▸ **Task instructions**
Look through the records below for the line with "[[181, 304], [172, 218], [61, 82], [96, 228]]" and the line with "For every instance of the wood grain", then return those lines and all lines between, exactly.
### Data records
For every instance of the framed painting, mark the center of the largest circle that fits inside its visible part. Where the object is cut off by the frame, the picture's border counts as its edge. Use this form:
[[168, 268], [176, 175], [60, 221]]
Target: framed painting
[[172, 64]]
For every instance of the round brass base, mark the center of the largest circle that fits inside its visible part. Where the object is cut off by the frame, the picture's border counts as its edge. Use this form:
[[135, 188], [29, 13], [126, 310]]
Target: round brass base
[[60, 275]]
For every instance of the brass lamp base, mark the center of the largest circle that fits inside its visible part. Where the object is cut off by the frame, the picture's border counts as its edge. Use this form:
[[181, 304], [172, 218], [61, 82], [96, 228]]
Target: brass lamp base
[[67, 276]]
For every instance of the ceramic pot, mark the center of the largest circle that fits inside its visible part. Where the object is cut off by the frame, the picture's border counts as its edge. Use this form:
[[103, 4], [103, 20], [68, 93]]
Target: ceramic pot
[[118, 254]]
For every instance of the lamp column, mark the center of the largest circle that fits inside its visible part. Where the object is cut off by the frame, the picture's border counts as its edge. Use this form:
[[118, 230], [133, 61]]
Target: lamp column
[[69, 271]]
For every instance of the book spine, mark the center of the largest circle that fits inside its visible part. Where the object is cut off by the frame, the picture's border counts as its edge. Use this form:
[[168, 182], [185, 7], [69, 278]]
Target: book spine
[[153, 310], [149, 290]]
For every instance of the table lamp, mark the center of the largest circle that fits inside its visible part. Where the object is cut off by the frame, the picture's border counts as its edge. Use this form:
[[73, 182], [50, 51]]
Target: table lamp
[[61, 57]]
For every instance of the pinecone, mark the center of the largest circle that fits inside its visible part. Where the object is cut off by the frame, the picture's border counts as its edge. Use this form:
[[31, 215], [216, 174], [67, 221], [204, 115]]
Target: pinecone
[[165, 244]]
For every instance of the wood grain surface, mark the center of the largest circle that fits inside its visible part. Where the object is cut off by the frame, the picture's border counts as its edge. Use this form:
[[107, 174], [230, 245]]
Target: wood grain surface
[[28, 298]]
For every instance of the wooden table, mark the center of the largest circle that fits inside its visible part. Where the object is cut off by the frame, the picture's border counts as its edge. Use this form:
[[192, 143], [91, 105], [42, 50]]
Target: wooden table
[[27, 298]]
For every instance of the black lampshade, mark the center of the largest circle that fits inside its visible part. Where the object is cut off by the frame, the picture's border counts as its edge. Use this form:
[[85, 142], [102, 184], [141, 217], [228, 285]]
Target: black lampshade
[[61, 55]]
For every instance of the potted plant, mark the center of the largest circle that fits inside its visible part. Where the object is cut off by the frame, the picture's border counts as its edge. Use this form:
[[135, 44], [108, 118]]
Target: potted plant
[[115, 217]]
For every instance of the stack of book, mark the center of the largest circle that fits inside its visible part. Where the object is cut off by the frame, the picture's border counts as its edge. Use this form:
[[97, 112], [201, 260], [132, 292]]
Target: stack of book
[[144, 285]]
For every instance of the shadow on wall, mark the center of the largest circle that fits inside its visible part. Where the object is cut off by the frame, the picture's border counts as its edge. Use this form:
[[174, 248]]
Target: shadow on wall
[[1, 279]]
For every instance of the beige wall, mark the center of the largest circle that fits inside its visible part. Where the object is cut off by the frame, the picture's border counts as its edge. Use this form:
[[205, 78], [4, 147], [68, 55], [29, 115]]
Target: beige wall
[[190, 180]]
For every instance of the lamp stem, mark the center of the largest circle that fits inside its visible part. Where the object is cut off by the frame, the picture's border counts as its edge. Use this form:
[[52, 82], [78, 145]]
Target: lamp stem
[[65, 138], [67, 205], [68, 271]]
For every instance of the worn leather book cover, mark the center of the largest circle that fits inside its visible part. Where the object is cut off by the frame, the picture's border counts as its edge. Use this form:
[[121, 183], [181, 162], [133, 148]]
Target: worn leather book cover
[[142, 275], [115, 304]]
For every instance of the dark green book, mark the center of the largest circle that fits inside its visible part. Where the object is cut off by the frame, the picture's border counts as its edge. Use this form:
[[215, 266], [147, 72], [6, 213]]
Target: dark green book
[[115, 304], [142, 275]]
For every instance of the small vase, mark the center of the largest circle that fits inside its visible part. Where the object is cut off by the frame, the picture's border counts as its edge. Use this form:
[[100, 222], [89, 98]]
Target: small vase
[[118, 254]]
######
### Data records
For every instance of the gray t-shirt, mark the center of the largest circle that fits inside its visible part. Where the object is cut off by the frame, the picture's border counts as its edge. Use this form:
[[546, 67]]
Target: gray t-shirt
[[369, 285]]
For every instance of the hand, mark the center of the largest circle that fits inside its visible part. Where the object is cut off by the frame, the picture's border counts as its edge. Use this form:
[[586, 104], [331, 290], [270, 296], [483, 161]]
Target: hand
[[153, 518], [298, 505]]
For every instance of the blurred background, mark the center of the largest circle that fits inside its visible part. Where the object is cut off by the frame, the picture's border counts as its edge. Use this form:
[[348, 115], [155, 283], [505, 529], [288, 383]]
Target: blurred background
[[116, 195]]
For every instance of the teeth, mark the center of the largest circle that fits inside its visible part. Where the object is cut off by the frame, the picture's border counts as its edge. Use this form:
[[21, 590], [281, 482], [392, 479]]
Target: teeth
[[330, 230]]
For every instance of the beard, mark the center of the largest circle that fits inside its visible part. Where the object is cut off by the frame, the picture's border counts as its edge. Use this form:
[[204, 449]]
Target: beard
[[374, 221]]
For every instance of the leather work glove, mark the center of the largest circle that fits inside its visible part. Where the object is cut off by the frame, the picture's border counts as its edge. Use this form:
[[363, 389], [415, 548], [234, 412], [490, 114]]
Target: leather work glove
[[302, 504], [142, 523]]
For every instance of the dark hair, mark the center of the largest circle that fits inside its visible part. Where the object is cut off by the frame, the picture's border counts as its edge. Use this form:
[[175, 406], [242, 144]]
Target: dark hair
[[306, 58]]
######
▸ **Expected answer**
[[181, 304], [172, 218], [61, 82], [96, 228]]
Target: brass lamp base
[[67, 276]]
For every instance of the ceramic pot, mark the center of the largest circle that fits inside its visible part. Where the object is cut off by the frame, the picture's border counts as its edge. Use this form:
[[103, 4], [103, 20], [68, 93]]
Target: ceramic pot
[[118, 254]]
For every instance of the lamp column, mark the center of the largest circle that fits inside its visible part. Where the object is cut off by the frame, the picture's border counts as its edge. Use this form:
[[118, 230], [133, 61]]
Target: lamp column
[[69, 271]]
For every instance of the book spine, mark the center of the largest circle that fits inside its visible part. Where the object is cut off by the frame, the picture's border counts as its edge. Use this form:
[[168, 182], [185, 7], [69, 278]]
Target: book spine
[[153, 310], [149, 290]]
For every instance of the table lamp, mark the center of the largest circle that fits inside its visible part. Where the object is cut off by the frame, the picture's border counts as its edge. Use this form:
[[73, 182], [50, 51]]
Target: table lamp
[[61, 57]]
For every instance of the pinecone, mark the center of the largest circle that fits inside its visible part. Where the object is cut off by the frame, the picture's border counts as its edge. Use this form:
[[31, 215], [216, 174], [67, 221], [204, 115]]
Target: pinecone
[[165, 244]]
For every instance of the wood grain surface, mark the center of the largest circle that fits inside its visible part. Where the object is cut off by the frame, the picture's border counts as its edge. Use this form:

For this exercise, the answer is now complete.